** START DATA FOR THE TASK **

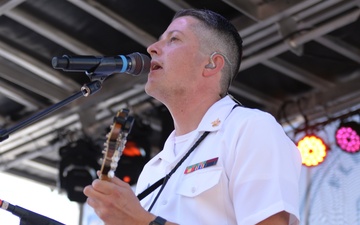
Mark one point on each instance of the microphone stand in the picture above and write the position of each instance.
(86, 90)
(28, 217)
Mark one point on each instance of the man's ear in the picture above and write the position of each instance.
(216, 63)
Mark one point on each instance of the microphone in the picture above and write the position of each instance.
(134, 64)
(28, 217)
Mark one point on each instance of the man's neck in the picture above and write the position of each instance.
(188, 115)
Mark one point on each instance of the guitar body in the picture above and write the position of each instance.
(115, 143)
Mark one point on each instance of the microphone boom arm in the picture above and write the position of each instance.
(86, 90)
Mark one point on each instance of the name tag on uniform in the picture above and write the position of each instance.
(201, 165)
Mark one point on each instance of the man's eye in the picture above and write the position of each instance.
(172, 39)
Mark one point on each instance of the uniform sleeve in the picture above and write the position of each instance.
(264, 171)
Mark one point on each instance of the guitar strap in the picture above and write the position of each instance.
(165, 179)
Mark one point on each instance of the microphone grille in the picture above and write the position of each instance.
(140, 64)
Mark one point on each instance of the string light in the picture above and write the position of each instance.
(312, 150)
(348, 137)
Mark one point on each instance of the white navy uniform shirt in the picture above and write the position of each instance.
(244, 171)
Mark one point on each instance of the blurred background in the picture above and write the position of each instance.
(301, 63)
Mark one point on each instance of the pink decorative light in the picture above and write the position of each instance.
(347, 137)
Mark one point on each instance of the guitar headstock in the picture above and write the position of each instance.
(115, 143)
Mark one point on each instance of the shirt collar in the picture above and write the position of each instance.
(212, 121)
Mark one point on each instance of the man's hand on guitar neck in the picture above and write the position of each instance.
(115, 203)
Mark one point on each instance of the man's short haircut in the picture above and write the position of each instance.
(225, 39)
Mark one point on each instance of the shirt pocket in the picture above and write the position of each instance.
(199, 181)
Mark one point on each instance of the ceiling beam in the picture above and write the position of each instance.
(45, 29)
(114, 20)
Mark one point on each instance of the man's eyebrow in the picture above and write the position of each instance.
(168, 34)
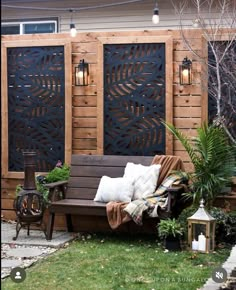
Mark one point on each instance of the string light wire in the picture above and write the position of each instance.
(74, 9)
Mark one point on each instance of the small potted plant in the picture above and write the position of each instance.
(170, 231)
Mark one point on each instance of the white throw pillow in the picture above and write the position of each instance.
(114, 189)
(133, 171)
(144, 177)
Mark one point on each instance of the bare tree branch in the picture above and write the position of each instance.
(216, 21)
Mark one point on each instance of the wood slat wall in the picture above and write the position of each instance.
(133, 16)
(187, 100)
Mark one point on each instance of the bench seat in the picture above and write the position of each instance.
(79, 192)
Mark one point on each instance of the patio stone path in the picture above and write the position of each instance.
(27, 250)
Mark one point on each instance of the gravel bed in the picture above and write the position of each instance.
(24, 261)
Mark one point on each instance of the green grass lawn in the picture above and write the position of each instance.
(119, 262)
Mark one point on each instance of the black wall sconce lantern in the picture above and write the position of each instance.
(185, 72)
(81, 74)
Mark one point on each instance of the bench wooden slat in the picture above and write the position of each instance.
(83, 181)
(79, 207)
(85, 175)
(81, 193)
(97, 171)
(109, 160)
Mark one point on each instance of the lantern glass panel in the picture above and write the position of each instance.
(197, 229)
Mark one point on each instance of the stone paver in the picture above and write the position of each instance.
(36, 237)
(26, 253)
(7, 263)
(27, 250)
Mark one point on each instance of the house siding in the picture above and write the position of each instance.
(189, 102)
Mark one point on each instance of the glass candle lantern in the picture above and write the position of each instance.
(201, 230)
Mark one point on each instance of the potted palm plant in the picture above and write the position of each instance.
(170, 231)
(213, 159)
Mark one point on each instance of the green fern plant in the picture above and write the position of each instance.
(169, 228)
(213, 159)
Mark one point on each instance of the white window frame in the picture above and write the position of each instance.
(22, 23)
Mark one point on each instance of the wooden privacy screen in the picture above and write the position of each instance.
(134, 99)
(136, 94)
(36, 106)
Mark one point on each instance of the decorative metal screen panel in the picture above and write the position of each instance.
(36, 105)
(134, 99)
(228, 85)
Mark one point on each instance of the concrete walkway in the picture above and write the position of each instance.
(27, 250)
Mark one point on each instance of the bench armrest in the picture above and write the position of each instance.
(57, 190)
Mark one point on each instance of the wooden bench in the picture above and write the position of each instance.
(79, 192)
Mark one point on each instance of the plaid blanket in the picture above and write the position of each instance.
(135, 209)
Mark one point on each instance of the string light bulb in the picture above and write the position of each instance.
(155, 17)
(73, 31)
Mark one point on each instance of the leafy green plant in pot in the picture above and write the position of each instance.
(60, 172)
(170, 231)
(213, 159)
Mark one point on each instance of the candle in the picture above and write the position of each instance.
(195, 245)
(201, 243)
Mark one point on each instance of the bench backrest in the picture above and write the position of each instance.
(87, 170)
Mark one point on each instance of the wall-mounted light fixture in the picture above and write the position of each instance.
(185, 72)
(73, 31)
(81, 73)
(155, 17)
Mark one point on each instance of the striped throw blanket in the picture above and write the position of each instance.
(150, 204)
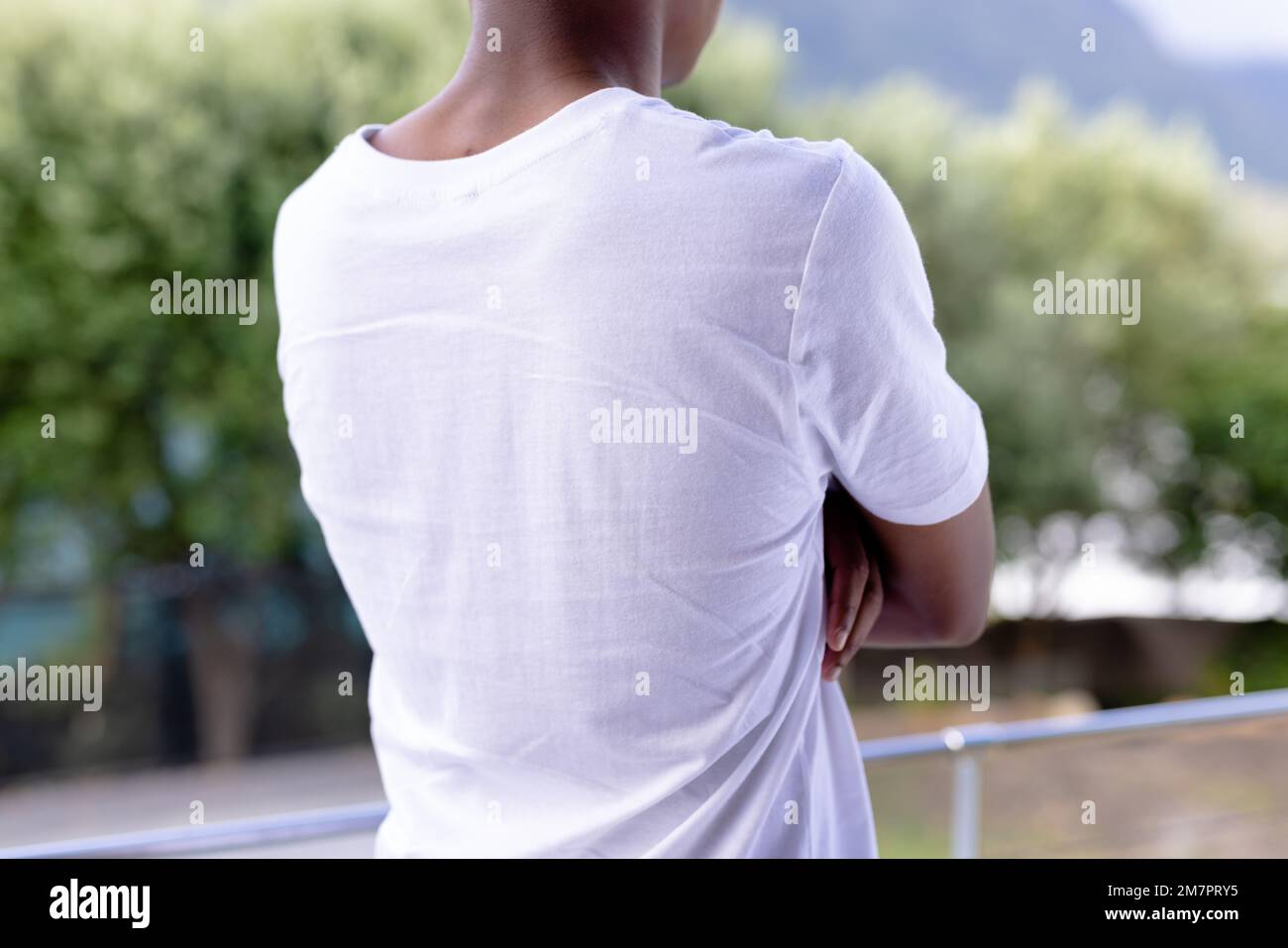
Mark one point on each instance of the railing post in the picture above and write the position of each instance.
(967, 797)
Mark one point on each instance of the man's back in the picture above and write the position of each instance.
(567, 411)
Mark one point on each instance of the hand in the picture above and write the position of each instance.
(854, 591)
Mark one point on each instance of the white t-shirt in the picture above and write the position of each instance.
(566, 411)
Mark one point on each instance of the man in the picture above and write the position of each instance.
(570, 372)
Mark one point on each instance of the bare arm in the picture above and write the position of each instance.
(894, 586)
(935, 579)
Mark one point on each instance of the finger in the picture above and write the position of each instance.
(874, 596)
(846, 596)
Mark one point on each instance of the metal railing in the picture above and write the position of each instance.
(964, 745)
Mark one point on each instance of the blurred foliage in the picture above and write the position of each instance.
(170, 428)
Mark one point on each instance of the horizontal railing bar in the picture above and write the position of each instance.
(294, 827)
(1126, 719)
(359, 818)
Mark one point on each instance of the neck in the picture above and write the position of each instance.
(527, 59)
(541, 51)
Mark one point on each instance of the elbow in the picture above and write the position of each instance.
(962, 627)
(966, 633)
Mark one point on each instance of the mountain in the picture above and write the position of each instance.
(983, 50)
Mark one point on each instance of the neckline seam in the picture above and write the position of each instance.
(565, 128)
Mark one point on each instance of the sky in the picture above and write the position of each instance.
(1218, 30)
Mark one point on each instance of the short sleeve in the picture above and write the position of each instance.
(900, 434)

** END DATA FOR THE TASK **

Quote, word for word, the lines of the rows above from the one holding "Mark one point on each instance of the sky" through the final line of the rows, both ends included.

Mark one point on each instance of the sky in the picture above and write the position of each instance.
(1218, 30)
Mark one point on each instance of the short sleeve in the picture above and write the position of each instance.
(900, 434)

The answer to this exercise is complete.